## To do
Will you return, word for word, only the lines from the top of the data below down to and including the one with "# test: point on every instance of the goal crossbar"?

(Referring expression data)
+--

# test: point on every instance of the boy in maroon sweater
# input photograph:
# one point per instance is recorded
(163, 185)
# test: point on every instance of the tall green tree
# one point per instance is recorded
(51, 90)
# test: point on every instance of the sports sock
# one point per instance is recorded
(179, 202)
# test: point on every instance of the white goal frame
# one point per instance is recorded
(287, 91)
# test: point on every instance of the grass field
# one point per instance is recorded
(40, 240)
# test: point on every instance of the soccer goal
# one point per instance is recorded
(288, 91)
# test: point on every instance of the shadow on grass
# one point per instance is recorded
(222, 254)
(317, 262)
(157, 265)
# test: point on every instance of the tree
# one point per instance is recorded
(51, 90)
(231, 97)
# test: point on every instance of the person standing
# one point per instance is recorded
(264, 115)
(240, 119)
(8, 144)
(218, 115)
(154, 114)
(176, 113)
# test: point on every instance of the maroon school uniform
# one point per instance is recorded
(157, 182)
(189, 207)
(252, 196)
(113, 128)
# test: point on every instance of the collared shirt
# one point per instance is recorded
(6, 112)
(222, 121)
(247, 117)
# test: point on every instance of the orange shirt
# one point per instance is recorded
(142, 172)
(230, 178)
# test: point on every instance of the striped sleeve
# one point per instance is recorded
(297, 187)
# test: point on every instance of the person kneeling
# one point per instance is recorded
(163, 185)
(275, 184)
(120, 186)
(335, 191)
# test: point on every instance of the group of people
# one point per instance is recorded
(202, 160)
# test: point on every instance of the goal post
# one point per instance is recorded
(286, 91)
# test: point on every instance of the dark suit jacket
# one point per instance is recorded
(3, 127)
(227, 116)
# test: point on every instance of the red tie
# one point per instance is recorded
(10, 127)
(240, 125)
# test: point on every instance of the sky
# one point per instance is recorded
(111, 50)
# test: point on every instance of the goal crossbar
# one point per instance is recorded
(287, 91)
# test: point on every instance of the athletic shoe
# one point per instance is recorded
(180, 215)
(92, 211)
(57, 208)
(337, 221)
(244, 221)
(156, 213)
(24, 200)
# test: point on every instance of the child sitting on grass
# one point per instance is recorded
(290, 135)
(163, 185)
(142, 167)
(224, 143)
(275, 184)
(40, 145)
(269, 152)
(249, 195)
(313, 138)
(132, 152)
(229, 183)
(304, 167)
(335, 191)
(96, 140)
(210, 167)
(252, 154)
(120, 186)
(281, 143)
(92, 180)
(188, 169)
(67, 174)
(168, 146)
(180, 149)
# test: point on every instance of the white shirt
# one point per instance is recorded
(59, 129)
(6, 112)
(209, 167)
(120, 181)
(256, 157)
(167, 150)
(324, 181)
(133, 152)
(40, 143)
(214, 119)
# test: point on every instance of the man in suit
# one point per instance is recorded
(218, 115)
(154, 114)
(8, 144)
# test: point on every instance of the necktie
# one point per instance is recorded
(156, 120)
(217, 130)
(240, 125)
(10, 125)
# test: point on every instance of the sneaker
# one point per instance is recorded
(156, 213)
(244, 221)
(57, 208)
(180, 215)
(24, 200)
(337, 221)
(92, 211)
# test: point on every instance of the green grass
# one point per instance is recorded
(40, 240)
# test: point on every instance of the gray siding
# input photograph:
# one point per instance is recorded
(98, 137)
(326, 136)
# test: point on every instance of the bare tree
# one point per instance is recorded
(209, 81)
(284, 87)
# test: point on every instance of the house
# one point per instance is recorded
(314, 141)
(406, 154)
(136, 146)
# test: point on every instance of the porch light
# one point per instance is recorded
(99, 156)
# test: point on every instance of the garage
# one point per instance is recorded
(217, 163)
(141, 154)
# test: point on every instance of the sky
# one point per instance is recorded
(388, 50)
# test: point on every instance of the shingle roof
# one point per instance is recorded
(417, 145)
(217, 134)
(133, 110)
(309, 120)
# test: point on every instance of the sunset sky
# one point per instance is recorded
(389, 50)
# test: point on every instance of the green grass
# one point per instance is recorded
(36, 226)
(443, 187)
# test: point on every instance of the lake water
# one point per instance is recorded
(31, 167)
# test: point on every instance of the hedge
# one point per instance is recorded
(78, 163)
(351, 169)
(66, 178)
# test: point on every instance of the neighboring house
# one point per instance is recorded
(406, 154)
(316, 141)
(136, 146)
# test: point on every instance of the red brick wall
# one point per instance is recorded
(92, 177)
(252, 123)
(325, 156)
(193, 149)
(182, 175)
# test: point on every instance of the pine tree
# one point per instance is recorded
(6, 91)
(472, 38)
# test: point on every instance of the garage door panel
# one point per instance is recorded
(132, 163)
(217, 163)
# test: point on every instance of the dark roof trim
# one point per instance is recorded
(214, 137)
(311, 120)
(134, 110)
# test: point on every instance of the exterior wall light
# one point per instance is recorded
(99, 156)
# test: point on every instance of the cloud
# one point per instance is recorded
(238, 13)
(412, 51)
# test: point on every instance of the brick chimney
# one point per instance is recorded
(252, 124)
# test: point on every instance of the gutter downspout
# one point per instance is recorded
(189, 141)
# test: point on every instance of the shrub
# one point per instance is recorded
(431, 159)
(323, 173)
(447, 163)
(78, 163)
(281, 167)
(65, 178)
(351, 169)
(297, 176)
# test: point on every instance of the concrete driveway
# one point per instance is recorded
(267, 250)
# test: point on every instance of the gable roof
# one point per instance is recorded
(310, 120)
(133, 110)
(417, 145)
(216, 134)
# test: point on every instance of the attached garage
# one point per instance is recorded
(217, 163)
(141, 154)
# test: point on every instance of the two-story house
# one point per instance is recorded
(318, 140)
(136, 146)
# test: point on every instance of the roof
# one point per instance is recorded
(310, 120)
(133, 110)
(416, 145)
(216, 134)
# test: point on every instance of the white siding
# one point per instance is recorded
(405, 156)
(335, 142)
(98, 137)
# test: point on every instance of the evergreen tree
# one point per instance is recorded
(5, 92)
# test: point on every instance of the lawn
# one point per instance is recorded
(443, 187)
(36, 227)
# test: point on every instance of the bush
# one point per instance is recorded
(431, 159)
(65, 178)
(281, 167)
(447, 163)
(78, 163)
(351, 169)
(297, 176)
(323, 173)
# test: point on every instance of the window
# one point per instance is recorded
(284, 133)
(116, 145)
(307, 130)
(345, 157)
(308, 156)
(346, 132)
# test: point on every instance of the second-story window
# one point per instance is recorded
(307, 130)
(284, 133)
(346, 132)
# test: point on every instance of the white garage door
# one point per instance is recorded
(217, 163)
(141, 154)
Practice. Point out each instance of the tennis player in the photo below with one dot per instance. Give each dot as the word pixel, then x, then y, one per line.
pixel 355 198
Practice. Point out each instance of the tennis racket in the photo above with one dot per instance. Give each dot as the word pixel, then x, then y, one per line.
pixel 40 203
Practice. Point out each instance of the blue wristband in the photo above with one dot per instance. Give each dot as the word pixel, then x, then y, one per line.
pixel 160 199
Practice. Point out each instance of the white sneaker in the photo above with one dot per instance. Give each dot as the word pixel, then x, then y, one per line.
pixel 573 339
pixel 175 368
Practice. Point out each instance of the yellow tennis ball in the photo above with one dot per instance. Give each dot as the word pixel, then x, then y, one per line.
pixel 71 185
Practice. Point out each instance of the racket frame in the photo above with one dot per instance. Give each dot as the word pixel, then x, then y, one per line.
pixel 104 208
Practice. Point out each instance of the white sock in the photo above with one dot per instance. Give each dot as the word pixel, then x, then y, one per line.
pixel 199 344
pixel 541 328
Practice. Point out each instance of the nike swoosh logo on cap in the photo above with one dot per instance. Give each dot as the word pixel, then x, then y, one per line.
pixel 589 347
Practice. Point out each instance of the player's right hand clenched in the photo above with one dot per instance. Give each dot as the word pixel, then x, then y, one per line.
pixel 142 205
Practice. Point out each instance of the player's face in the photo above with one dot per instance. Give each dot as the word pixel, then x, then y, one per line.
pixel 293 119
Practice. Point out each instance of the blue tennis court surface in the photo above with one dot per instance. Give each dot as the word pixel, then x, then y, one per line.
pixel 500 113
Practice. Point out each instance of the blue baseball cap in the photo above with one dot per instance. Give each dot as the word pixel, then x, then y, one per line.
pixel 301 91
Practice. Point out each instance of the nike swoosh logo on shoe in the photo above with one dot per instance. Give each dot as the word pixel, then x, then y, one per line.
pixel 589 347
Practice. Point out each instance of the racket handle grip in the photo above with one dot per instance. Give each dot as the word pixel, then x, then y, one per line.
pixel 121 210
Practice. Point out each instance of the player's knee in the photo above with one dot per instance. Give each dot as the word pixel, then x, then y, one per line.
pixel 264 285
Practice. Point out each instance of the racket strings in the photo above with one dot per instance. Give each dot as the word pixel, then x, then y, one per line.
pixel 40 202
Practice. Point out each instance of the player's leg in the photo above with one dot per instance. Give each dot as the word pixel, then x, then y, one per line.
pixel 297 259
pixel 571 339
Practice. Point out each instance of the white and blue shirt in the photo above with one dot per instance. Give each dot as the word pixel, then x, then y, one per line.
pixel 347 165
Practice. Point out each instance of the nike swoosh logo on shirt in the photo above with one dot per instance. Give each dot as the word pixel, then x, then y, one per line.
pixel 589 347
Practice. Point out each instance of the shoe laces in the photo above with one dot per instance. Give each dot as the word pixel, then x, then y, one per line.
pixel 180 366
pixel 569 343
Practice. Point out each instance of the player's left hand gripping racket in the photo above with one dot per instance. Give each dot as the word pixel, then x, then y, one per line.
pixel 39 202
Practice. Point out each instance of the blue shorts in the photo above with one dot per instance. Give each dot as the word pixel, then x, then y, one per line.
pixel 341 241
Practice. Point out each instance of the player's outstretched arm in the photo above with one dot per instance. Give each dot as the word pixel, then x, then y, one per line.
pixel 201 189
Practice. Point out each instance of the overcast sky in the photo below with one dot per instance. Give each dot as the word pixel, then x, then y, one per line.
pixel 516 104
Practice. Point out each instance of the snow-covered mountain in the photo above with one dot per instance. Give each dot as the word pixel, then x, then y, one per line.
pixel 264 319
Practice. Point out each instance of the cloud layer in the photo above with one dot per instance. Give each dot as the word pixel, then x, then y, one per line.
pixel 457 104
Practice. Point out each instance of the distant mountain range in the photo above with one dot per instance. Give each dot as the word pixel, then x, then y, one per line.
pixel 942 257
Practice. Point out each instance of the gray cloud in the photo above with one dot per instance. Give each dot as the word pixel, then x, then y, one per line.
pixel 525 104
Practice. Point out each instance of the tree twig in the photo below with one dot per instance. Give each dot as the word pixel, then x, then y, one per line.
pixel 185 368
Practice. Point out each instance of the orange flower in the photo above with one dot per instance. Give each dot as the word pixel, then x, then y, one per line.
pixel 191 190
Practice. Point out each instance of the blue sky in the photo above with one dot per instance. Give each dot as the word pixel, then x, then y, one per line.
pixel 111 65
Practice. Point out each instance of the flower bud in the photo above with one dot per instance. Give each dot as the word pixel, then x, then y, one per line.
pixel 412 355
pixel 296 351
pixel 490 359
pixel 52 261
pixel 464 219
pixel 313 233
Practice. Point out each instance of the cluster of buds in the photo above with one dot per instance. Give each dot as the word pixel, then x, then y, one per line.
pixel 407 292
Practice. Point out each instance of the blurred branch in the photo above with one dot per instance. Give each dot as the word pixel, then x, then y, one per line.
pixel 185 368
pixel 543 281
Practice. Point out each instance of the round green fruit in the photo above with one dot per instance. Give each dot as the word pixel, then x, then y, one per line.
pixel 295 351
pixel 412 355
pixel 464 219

+--

## Written response
# test: point on every instance of the boy in maroon sweater
# input photograph:
# one point per instance is recorded
(163, 185)
# test: point on every instance of the tall green tree
# one point per instance is recorded
(51, 90)
# test: point on every instance of the sports sock
# one point per instance is recorded
(179, 202)
# test: point on every instance of the white goal frame
# one point per instance is recorded
(287, 91)
# test: point on every instance of the grass field
# one point per instance is recorded
(40, 240)
# test: point on every instance of the soccer goal
# one point per instance is recorded
(288, 91)
# test: point on every instance of the shadow on grass
# one point per instance is recorded
(222, 254)
(317, 262)
(157, 265)
# test: point on every instance of the tree
# one point per instance is recorded
(51, 90)
(231, 97)
# test: point on every instance of the person standing
# one point per instance is recorded
(264, 115)
(240, 119)
(8, 144)
(218, 115)
(154, 114)
(176, 113)
# test: point on every instance of the maroon school uniform
# one point per instance is recorded
(157, 182)
(189, 207)
(252, 196)
(113, 128)
# test: point on every instance of the collared shirt
# one point per instance is recorded
(6, 112)
(222, 121)
(247, 117)
# test: point on every instance of the orange shirt
# one point per instance is recorded
(142, 172)
(230, 178)
# test: point on every instance of the striped sleeve
# one point per instance is recorded
(297, 187)
# test: point on every instance of the person kneeling
# one point per instance is recorded
(163, 185)
(275, 184)
(120, 186)
(335, 191)
# test: point on every instance of the group of people
# one point per instance is recorded
(202, 160)
# test: point on every instance of the goal post
# one point per instance is recorded
(286, 91)
# test: point on every instance of the dark suit jacket
# one point per instance is recorded
(3, 127)
(227, 116)
# test: point on every instance of the red tie
# one point per instance is recorded
(10, 127)
(240, 125)
# test: point on every instance of the sky
# one point per instance is recorded
(111, 50)
# test: point on every instance of the goal crossbar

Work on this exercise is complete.